Texte présenté.

□ □ □ □

Tiqqun, Théorie du Bloom
Nous sommes fatigués de voir des gens souffrir à cause du manque d’humanité des institutions. N’appelez pas ça de la charité, nous partageons seulement ce que nous avons et nous vous invitons à faire de même car nous croyons que la solidarité peut faire naître une nouvelle humanité.
Brigade de solidarité populaire napolitaine
Pour la première fois dans l’histoire de l’humanité, plus de la moitié de la population mondiale s’est retrouvée confinée. Le confinement et l’état d’urgence sanitaire, loin de suspendre les mécanismes structurants de la domination, en ont bien plutôt exacerbé les logiques racistes et sécuritaires, contraignant les travailleurs à s’exposer (au péril de leur santé et parfois de leur vie) pendant que les managers sont en caleçon devant leurs écrans, si ce n’est au bord de la mer.

□ □ □ □

Éléments conservés d'une collection
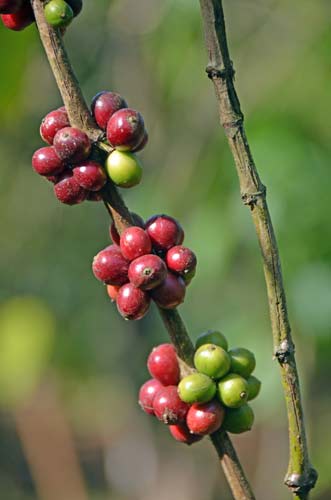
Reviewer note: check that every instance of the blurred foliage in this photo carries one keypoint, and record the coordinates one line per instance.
(153, 53)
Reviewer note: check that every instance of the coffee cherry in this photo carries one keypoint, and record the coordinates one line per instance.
(110, 266)
(125, 129)
(162, 364)
(233, 390)
(58, 13)
(72, 144)
(147, 272)
(164, 231)
(170, 293)
(196, 388)
(205, 418)
(181, 260)
(242, 361)
(238, 420)
(147, 394)
(104, 105)
(90, 175)
(45, 161)
(52, 123)
(254, 387)
(168, 407)
(182, 433)
(124, 169)
(212, 337)
(212, 360)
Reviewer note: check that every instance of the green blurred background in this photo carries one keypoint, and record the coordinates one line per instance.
(70, 367)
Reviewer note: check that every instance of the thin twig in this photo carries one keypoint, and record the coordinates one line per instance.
(80, 117)
(301, 476)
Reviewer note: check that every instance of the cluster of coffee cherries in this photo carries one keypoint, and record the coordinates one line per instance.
(213, 396)
(148, 261)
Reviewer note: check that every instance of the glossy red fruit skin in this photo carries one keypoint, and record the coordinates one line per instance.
(45, 161)
(52, 123)
(68, 191)
(204, 419)
(147, 394)
(104, 105)
(168, 407)
(135, 242)
(72, 144)
(170, 293)
(182, 433)
(164, 231)
(162, 364)
(147, 272)
(125, 129)
(132, 303)
(110, 266)
(90, 175)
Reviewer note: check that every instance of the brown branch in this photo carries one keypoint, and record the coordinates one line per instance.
(80, 117)
(301, 477)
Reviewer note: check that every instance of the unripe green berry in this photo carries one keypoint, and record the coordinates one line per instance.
(196, 388)
(238, 420)
(212, 360)
(233, 390)
(242, 361)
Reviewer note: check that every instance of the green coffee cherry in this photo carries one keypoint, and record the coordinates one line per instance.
(242, 361)
(58, 13)
(196, 388)
(212, 337)
(254, 386)
(233, 390)
(238, 420)
(212, 360)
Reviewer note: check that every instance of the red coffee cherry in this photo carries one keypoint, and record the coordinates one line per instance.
(147, 272)
(72, 144)
(168, 407)
(110, 266)
(182, 433)
(170, 293)
(147, 394)
(125, 129)
(132, 303)
(52, 123)
(90, 175)
(68, 191)
(104, 105)
(45, 161)
(135, 242)
(162, 364)
(204, 419)
(164, 231)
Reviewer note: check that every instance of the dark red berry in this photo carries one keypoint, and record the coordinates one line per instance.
(205, 418)
(162, 364)
(68, 191)
(168, 407)
(135, 242)
(182, 433)
(110, 266)
(170, 293)
(147, 272)
(52, 123)
(164, 231)
(147, 394)
(45, 161)
(181, 259)
(132, 303)
(72, 144)
(104, 105)
(125, 129)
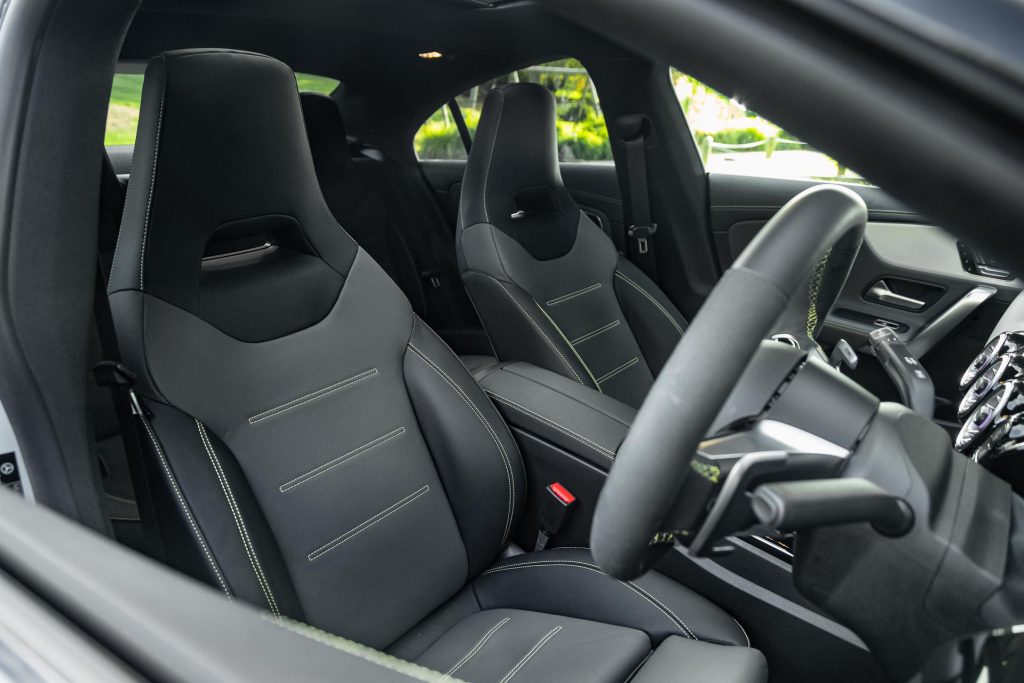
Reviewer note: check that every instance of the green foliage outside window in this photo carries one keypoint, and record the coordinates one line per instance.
(582, 132)
(126, 94)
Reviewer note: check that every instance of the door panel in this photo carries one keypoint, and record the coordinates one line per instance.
(911, 257)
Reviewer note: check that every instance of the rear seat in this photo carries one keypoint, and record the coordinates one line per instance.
(386, 211)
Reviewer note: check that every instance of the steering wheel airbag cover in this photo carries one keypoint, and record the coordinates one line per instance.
(699, 375)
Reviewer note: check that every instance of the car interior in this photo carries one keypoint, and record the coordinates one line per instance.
(323, 400)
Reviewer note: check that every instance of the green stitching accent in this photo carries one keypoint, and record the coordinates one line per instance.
(814, 290)
(711, 472)
(358, 649)
(565, 339)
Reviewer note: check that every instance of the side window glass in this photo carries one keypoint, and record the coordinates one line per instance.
(126, 95)
(582, 133)
(734, 139)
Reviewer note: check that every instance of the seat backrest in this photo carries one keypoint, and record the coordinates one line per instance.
(549, 285)
(357, 194)
(315, 449)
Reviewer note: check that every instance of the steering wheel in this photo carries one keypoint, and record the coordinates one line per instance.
(637, 519)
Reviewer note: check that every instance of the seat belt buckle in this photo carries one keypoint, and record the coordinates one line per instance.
(641, 232)
(113, 374)
(556, 509)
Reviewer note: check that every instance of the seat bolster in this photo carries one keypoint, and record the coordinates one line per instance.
(568, 582)
(655, 322)
(702, 662)
(211, 525)
(472, 449)
(518, 329)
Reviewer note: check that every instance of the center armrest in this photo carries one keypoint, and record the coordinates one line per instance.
(583, 421)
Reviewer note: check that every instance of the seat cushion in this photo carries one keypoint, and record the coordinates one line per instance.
(566, 581)
(504, 644)
(702, 662)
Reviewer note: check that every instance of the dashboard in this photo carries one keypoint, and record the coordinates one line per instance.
(991, 410)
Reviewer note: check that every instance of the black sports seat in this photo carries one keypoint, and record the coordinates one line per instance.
(549, 285)
(384, 208)
(352, 190)
(315, 449)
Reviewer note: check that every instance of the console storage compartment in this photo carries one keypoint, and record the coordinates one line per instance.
(566, 432)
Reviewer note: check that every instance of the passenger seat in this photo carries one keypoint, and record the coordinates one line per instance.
(379, 206)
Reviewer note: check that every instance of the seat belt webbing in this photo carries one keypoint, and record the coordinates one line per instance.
(116, 377)
(640, 233)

□ □ □ □

Consigne. Résumez le texte présenté plus haut en deux phrases.

Corrigé. Un premier passage refuse de parler de charité : il s'agit de partager ce qu'on a, par lassitude de voir des gens souffrir du manque d'humanité des institutions et parce que la solidarité pourrait faire naître une nouvelle humanité. Un second passage explique que, alors que plus de la moitié de la population mondiale a été confinée, le confinement et l'état d'urgence sanitaire ont aggravé les logiques racistes et sécuritaires de la domination, en obligeant les travailleurs à s'exposer pendant que les managers restaient chez eux devant leurs écrans, voire au bord de la mer.